═════ QUOTED TEXT ═════
The ground bus should be connected to the system ground with as direct a connection as possible and should not be run in metal conduit unless the conduit is adequately bonded to the circuit. The grounding conductor should be capable of carrying the maximum line-to-ground short-circuit current for the duration of a fault.

A reliable ground connection is necessary for every switchgear installation. It should be of sufficient capacity to handle any abnormal condition that might occur in the system and should be independent of the grounds used for other apparatuses.

A permanent low-resistance ground is essential for adequate protection and safety.

PAD MOUNTED FUSED SWITCHGEAR RATING INFORMATION

Overall ratings
The overall ratings of PMFSG shall include the following:
a) Rated power frequency;
b) Rated maximum voltage;
c) Rated lightning-impulse withstand voltage;
d) Rated power-frequency withstand voltage;
e) Rated short-circuit current.
Rated power frequencyThe rated power frequency shall be the frequency at which the PMFSG and its components are designed to operate. The preferred rated power frequency is 50 Hz or 60 Hz.

Rated maximum voltage
The rated maximum voltage of PMFSG shall be that of the way with the lowest rating. A three-phase PMFSG containing one or more ways with components, such as fuses, single-phase switches, or fused-loadbreak devices rated for phase-to-ground voltage (maximum voltage divided by 1.732), shall have the designation “Grd-Y” (grounded-wye) added to the rated maximum voltage.

The application of Grd-Y rated PMFSG should be limited to those three-phase applications where the recovery voltage, during switching or fault clearing across any Grd-Y rated way, does not exceed the phase-to-ground rating of components, and the three-phase system voltage does not exceed the rated maximum voltage of the PMFSG.
Rated lightning-impulse withstand voltage
The rated lightning-impulse withstand voltage shall be that of the way with the lowest rating.
Rated power-frequency withstand voltage
The rated power-frequency withstand voltage shall be that of the way with the lowest rating.
Rated short-circuit current
The rated short-circuit current shall be the lowest of the following ratings of any of the ways, and shall be expressed in both symmetrical (sym) and asymmetrical (asym) rms amperes (peak amperes may also be included or substituted for asymmetrical amperes):

a) The rated interrupting current of the fuses, if applicable (see IEEE Std C37.41-1994);
b) The rated momentary and short-time current of the switches, loadbreak devices (if applicable), and bus;

c) The rated fault-closing current of the switches and loadbreak devices.
NOTES
1—A PMFSG consisting of only a single switched way and ways containing fuses may have a rated short-circuit current equal to that of the fuses, if it can be demonstrated that the switch can withstand the fault-closing and momentary duty, as limited by the fuses.
2—Bushings, separable connectors, terminators, or cables may not have short-circuit capabilities as high as the rating of the gear, and could limit the application.

SUBSTATION SHIELDING AND GROUNDING PRACTICES BASIC INFORMATION

The following are recommendation based on IEEE STD 525-1992

Shielding practices
a) The cable for computer or high-speed data logging applications, using low-level analog signals, should be made up of twisted and shielded pairs. For noncomputer type applications, such as annunciators, shielding may not be required.
═════ MATERIAL SHOWN ═════
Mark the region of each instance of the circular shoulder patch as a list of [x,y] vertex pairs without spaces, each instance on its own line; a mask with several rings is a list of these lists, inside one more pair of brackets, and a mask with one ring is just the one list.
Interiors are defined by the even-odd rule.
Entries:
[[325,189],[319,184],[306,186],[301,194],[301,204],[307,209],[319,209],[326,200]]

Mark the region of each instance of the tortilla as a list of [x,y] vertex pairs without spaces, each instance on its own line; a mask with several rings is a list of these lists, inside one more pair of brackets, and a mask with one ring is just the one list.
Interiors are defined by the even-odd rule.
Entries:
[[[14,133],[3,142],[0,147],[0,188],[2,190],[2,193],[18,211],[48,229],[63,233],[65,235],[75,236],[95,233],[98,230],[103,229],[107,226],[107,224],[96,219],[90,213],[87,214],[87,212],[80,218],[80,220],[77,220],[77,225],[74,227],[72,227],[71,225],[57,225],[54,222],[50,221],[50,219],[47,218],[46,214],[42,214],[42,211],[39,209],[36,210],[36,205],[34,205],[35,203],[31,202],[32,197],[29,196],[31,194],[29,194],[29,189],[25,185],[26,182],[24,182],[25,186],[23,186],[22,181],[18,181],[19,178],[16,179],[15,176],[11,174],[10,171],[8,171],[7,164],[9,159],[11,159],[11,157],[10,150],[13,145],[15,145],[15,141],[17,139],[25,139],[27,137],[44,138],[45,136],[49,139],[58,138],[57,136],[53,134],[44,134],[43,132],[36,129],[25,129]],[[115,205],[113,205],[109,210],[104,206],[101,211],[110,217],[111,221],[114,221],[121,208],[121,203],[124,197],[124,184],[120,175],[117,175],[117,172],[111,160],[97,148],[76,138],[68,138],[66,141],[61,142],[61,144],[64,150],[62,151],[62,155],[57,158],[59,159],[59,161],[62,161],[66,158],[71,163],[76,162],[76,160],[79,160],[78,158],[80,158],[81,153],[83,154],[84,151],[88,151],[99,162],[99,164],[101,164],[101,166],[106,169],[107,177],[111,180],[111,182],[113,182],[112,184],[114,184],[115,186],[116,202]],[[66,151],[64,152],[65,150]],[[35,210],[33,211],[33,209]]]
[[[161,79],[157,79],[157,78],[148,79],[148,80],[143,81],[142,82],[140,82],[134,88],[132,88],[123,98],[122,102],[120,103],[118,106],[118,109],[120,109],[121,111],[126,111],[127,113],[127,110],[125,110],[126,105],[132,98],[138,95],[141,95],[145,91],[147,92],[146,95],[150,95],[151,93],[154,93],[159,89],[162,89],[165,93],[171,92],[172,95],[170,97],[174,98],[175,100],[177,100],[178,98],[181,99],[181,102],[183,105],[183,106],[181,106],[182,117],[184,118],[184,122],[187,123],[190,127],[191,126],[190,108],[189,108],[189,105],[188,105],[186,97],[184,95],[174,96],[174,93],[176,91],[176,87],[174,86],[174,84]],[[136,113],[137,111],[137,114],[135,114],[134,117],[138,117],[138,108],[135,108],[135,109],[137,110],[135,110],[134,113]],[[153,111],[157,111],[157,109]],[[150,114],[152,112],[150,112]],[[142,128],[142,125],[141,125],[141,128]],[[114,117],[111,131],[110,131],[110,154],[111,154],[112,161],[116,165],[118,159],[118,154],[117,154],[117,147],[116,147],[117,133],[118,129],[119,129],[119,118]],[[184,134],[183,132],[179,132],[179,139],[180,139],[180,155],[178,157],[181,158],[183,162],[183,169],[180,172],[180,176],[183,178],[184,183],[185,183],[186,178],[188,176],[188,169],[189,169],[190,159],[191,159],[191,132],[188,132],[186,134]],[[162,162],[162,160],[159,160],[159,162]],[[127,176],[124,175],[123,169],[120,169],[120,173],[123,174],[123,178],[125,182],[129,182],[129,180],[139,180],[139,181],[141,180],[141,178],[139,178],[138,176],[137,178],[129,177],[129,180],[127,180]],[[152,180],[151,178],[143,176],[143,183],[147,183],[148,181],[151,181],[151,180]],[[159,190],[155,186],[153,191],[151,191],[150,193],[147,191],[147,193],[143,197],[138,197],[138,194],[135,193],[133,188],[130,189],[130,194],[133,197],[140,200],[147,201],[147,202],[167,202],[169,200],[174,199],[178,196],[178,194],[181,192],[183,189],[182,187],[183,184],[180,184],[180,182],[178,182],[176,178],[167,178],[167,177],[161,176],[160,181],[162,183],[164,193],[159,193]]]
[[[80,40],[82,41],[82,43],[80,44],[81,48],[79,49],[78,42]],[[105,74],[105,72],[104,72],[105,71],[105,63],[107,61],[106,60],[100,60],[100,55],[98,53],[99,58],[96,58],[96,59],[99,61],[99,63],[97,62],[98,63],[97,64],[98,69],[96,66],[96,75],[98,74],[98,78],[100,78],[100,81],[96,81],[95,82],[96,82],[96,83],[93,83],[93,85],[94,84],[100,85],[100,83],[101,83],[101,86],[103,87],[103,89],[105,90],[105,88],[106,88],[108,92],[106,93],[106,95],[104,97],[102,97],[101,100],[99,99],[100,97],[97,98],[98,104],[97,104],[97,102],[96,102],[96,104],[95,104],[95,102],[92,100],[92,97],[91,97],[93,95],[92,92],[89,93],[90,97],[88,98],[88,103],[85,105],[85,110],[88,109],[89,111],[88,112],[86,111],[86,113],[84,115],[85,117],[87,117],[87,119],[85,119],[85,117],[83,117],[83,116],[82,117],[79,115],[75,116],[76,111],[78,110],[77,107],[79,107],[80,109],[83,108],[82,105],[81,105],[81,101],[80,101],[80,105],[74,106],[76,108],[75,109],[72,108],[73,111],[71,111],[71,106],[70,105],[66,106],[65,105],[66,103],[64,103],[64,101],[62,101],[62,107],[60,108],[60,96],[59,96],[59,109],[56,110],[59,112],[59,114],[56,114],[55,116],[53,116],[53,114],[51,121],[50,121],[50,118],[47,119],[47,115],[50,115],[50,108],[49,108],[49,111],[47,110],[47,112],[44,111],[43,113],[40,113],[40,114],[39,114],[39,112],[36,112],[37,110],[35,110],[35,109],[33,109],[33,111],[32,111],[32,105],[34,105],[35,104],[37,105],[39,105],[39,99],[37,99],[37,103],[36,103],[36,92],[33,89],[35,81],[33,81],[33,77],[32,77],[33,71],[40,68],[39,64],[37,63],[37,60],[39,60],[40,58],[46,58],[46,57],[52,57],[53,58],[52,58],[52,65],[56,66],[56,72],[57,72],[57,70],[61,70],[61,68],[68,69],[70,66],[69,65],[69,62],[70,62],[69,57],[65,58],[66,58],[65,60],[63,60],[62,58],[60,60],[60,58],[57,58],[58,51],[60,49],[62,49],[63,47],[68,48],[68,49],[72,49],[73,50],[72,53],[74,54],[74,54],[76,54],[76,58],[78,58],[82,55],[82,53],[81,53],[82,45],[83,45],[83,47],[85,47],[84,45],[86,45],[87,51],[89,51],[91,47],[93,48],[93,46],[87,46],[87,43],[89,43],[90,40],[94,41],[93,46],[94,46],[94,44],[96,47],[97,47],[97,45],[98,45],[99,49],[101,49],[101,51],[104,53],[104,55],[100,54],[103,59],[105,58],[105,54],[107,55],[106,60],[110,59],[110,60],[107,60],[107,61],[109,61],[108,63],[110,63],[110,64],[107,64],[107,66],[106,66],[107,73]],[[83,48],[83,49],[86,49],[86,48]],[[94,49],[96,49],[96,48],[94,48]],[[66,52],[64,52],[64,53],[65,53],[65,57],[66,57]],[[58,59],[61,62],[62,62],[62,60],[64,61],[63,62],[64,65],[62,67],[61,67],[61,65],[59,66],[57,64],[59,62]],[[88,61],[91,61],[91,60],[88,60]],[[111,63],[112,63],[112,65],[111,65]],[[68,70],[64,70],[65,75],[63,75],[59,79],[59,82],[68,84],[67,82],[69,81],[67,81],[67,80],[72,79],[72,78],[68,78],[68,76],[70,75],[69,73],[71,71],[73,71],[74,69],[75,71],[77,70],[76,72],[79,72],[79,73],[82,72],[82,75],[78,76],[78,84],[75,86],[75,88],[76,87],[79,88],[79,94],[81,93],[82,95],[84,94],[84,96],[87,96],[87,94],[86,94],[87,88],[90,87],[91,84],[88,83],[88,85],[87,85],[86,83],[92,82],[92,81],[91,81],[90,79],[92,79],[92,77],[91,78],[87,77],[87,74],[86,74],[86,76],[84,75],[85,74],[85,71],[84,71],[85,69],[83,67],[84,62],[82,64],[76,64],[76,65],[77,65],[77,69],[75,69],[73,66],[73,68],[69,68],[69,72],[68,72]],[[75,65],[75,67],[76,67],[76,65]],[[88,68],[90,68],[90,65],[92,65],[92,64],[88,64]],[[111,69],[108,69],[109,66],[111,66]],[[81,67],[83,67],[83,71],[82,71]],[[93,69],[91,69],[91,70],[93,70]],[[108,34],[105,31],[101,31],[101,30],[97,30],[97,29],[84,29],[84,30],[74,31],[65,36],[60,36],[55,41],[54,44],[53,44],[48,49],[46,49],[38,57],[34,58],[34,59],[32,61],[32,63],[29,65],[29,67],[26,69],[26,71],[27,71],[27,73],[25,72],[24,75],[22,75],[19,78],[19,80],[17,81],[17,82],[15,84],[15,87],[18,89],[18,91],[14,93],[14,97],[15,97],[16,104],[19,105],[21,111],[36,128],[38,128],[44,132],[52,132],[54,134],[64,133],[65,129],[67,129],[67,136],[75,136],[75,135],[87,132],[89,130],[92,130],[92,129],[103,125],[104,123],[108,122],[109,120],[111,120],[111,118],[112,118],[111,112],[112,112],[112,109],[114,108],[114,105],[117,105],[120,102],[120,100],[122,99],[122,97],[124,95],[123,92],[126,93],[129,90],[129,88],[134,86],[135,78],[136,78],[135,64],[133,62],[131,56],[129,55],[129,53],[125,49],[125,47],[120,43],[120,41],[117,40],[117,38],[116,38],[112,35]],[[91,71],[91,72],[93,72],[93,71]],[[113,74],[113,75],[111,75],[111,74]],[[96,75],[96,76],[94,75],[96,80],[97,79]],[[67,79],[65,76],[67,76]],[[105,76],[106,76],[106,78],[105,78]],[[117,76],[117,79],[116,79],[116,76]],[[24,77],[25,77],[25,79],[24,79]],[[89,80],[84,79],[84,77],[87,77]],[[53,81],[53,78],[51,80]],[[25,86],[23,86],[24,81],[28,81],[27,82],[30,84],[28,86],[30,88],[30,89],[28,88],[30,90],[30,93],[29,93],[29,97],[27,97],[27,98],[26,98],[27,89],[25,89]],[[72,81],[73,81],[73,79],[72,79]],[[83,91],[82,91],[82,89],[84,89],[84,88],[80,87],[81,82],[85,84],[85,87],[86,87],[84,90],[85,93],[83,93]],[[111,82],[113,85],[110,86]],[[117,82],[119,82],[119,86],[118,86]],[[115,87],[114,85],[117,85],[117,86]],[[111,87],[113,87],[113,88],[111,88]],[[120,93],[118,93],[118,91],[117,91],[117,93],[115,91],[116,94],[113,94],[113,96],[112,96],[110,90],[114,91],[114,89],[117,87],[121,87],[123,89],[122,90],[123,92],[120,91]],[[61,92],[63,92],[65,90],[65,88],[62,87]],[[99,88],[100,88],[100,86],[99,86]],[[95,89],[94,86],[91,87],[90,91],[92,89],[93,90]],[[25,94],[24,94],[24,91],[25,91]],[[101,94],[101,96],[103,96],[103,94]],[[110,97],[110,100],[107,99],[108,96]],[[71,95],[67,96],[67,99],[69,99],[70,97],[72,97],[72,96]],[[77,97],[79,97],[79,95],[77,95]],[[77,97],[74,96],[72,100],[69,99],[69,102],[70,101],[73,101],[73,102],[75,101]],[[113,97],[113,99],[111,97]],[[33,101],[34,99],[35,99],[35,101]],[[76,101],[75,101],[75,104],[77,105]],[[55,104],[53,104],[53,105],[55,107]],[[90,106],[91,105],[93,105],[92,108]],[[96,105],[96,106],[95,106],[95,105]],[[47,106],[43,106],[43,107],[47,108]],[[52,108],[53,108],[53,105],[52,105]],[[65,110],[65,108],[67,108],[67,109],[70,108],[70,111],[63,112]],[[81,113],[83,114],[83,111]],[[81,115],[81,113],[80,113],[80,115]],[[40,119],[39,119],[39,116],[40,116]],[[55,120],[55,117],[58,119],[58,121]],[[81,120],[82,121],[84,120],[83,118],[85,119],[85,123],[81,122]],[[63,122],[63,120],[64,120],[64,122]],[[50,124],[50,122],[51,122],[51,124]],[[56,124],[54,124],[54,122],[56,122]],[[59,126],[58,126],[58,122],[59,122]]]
═════
**PARTS OF THE EXERCISE:**
1 > List the overall ratings of PMFSG given in the switchgear passage.
2 > Write out the stretch of the switchgear passage from "a) The rated" through "limit the application.".
3 > Continue the switchgear passage from where it stops.
The entries have no connection to the switchgear passage.

**RESPONSES TO THE EXERCISE:**
1 > Rated power frequency; rated maximum voltage; rated lightning-impulse withstand voltage; rated power-frequency withstand voltage; rated short-circuit current.

2 >
a) The rated interrupting current of the fuses, if applicable (see IEEE Std C37.41-1994);
b) The rated momentary and short-time current of the switches, loadbreak devices (if applicable), and bus;

c) The rated fault-closing current of the switches and loadbreak devices.
NOTES
1—A PMFSG consisting of only a single switched way and ways containing fuses may have a rated short-circuit current equal to that of the fuses, if it can be demonstrated that the switch can withstand the fault-closing and momentary duty, as limited by the fuses.
2—Bushings, separable connectors, terminators, or cables may not have short-circuit capabilities as high as the rating of the gear, and could limit the application.

3 >
b) Twisting and shielding requirements for both digital input and digital output signals vary among different manufacturers of computerized instrumentation systems. Separation of digital input cables and digital output cables from each other and from power cables may be required.

Where digital inputs originate in proximity to each other, twisted pair multiple conductor cables with overall shield should be used or multiple conductor cable with common return may be permitted, and overall shielding may not be required.

Digital output cables of similar constructions may also be permitted. Individual twisted and shielded pairs should be considered for pulse-type circuits.
c) Cable shields should be electrically continuous except when specific reasons otherwise dictate. When two lengths of shielded cable are connected together at a terminal block, an insulated point on the terminal block should be used for connecting the shields.
d) Shields should be isolated and insulated except at their selected grounding point to prevent stray and multiple grounds to the shield.
e) At the point of termination, the shield should not be stripped back any further than necessary from the terminal block.
f) The shield should not be used as an electrical conductor except for neutralizing transformer excitation.
g) For signal circuits, the shield must not be part of the signal circuit. Furthermore, the use of shielded, twisted pairs into balanced terminations greatly improves transient suppression. It is never acceptable to use a common line return both for a low-voltage signal and a power circuit.
Grounding practices
a) All shields should be grounded in accordance with provisions above.
b) Signal circuits, if grounded, should be grounded at only one point.
c) Digital signal circuits should be grounded only at the power supply.
d) The shields of all grounded junction thermocouple circuits and the shields of thermocouple circuits intentionally grounded at the thermocouple should be grounded at or near the thermocouple well.
e) Multipair cables used with thermocouples should have twisted pairs with individually insulated shields so that each shield may be maintained at the particular thermocouple ground potential.
f) Each resistance temperature detector (RTD) system consisting of one power supply and one or more ungrounded RTDs should be grounded only at the power supply.
g) Each grounded RTD should be on a separate ungrounded power supply except as follows:
h) Groups of RTDs embedded in the windings of transformers and rotating machines should be grounded at the frame of the respective equipment for safety. A separate ungrounded power supply should be furnished for the group of RTDs installed in each piece of equipment.
i) When a signal circuit is grounded, the low or negative voltage lead and the shield should be grounded at the same point.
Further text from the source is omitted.